# Work order
From the data below, repeat exactly the lines from the line with "Query: ocean surface" to the line with "[indicate] tree in", both included.
══ Input data ══
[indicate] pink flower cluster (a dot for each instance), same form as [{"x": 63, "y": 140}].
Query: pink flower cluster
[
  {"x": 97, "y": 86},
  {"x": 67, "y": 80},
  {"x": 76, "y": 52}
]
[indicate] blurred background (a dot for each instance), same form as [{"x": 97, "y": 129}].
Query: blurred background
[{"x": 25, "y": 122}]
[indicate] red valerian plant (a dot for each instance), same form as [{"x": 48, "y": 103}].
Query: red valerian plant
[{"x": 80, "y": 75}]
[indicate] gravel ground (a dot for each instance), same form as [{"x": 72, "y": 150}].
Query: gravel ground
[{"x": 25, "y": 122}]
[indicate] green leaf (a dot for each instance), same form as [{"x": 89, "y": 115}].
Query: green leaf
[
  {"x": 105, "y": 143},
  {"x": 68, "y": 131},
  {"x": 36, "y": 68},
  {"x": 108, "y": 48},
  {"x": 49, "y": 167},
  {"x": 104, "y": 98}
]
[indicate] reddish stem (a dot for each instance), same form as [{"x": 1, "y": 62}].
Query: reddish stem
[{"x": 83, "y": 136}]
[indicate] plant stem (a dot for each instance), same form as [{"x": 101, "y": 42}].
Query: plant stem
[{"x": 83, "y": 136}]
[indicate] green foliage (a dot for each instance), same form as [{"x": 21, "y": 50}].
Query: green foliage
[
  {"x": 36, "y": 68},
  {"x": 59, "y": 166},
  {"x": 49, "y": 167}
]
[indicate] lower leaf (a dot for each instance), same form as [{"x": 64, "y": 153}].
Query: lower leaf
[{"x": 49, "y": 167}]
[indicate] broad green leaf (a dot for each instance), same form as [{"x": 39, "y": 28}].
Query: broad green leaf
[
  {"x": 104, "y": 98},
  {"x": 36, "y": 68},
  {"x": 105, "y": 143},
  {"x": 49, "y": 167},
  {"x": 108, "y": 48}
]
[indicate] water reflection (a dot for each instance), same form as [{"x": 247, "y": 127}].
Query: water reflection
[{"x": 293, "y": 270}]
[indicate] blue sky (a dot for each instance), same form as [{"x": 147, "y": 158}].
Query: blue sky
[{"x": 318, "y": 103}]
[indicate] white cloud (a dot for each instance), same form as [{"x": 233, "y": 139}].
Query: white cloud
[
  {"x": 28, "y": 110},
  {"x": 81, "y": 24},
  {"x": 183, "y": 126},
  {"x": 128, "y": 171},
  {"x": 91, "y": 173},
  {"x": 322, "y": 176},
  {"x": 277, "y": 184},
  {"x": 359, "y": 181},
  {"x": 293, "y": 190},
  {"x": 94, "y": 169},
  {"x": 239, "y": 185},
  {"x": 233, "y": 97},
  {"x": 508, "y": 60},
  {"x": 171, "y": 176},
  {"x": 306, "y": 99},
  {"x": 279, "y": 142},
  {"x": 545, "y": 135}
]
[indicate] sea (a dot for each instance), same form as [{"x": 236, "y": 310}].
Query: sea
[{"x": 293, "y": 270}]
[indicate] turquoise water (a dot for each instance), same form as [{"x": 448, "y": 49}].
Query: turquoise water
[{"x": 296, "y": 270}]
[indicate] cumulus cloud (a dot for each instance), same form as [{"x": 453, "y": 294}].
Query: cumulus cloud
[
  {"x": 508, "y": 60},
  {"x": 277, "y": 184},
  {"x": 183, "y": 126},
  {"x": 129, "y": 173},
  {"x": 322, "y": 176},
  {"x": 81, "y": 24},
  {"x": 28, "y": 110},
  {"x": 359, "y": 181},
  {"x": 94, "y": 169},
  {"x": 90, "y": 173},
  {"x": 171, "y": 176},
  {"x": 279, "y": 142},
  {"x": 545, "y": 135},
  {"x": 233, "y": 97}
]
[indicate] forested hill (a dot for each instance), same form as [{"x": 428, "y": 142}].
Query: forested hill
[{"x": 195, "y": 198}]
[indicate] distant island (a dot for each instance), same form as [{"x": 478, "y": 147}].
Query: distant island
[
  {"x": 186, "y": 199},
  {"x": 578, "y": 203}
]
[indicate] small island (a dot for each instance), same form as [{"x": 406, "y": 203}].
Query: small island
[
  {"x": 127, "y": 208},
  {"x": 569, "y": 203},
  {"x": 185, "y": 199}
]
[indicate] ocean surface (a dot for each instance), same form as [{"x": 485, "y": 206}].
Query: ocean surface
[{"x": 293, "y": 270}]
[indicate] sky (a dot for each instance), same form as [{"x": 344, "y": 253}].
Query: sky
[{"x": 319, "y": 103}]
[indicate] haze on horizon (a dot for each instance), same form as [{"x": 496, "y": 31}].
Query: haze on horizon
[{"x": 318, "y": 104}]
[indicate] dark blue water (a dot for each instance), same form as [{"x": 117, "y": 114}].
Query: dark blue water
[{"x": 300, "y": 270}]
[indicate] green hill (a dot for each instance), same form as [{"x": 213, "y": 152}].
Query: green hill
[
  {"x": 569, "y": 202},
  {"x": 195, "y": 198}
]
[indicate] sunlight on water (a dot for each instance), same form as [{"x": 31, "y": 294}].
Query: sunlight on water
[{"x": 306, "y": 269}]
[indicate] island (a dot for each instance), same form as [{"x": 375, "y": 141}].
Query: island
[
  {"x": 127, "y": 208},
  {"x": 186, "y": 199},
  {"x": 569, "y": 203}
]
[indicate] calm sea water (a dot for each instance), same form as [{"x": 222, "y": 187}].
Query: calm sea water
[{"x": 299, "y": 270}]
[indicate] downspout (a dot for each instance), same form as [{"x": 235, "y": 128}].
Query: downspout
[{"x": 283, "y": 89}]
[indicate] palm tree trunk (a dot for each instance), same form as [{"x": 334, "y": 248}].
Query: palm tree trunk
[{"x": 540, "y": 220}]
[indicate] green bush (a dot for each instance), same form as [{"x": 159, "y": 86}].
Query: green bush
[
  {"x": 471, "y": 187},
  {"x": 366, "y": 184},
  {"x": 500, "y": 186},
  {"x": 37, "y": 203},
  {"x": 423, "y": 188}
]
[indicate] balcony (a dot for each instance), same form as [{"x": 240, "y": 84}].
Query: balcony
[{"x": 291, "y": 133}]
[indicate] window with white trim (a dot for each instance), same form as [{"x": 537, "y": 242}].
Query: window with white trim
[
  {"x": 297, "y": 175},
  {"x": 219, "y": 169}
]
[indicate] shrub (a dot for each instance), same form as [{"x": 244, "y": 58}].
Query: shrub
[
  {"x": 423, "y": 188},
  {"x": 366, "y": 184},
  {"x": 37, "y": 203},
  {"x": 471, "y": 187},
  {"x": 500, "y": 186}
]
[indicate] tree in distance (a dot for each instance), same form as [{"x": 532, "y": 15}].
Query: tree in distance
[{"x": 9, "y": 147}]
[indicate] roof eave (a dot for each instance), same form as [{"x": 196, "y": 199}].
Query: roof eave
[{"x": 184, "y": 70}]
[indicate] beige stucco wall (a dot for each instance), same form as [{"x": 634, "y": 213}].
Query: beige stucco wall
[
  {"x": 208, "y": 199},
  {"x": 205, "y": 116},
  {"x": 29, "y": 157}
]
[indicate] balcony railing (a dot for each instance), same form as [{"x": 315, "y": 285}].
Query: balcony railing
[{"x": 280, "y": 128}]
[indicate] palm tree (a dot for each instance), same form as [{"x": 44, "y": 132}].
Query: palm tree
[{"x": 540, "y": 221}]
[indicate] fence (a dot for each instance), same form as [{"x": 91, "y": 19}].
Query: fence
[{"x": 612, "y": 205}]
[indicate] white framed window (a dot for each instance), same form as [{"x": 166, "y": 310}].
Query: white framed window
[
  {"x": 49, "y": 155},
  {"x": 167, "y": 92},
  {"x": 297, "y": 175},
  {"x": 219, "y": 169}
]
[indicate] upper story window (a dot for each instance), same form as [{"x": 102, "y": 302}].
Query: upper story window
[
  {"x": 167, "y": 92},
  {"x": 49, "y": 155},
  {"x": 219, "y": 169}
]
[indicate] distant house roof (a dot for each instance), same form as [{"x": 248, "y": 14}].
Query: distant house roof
═══
# Solution
Query: ocean surface
[{"x": 293, "y": 270}]
[indicate] sky (a dot for each instance), same form as [{"x": 344, "y": 253}].
Query: sky
[{"x": 319, "y": 103}]
[indicate] haze on horizon (a dot for each instance), same form as [{"x": 496, "y": 31}].
Query: haze on horizon
[{"x": 318, "y": 104}]
[indicate] dark blue water (a dot for each instance), same form as [{"x": 117, "y": 114}].
Query: dark blue water
[{"x": 300, "y": 270}]
[indicate] green hill (a dot for each instance), same form as [{"x": 213, "y": 152}].
Query: green hill
[
  {"x": 569, "y": 202},
  {"x": 195, "y": 198}
]
[indicate] sunlight on water (a dot for each instance), same form as [{"x": 31, "y": 294}].
Query: sunlight on water
[{"x": 306, "y": 269}]
[indicate] island (a dot for each instance), same form as [{"x": 375, "y": 141}].
Query: island
[
  {"x": 127, "y": 208},
  {"x": 186, "y": 199},
  {"x": 569, "y": 203}
]
[indicate] calm sea water (a dot for each instance), same form as [{"x": 222, "y": 187}].
Query: calm sea water
[{"x": 299, "y": 270}]
[indicate] downspout (a dot for each instance), same form as [{"x": 235, "y": 128}].
Query: downspout
[{"x": 283, "y": 89}]
[indicate] palm tree trunk (a dot for each instance), same form as [{"x": 334, "y": 248}].
Query: palm tree trunk
[{"x": 540, "y": 220}]
[indicate] green bush (a dot for each instance), same form as [{"x": 159, "y": 86}].
Query: green bush
[
  {"x": 471, "y": 187},
  {"x": 366, "y": 184},
  {"x": 500, "y": 186},
  {"x": 37, "y": 203},
  {"x": 423, "y": 188}
]
[indicate] balcony (a dot for each instance), same form as [{"x": 240, "y": 84}].
Query: balcony
[{"x": 291, "y": 133}]
[indicate] window with white trim (a dot for each instance), same form as [{"x": 537, "y": 242}].
Query: window with white trim
[
  {"x": 297, "y": 175},
  {"x": 219, "y": 169}
]
[indicate] shrub (a dot for each instance), same form as [{"x": 244, "y": 58}].
Query: shrub
[
  {"x": 423, "y": 188},
  {"x": 366, "y": 184},
  {"x": 37, "y": 203},
  {"x": 471, "y": 187},
  {"x": 500, "y": 186}
]
[indicate] tree in distance (a dot for each instance), same form as [{"x": 532, "y": 15}].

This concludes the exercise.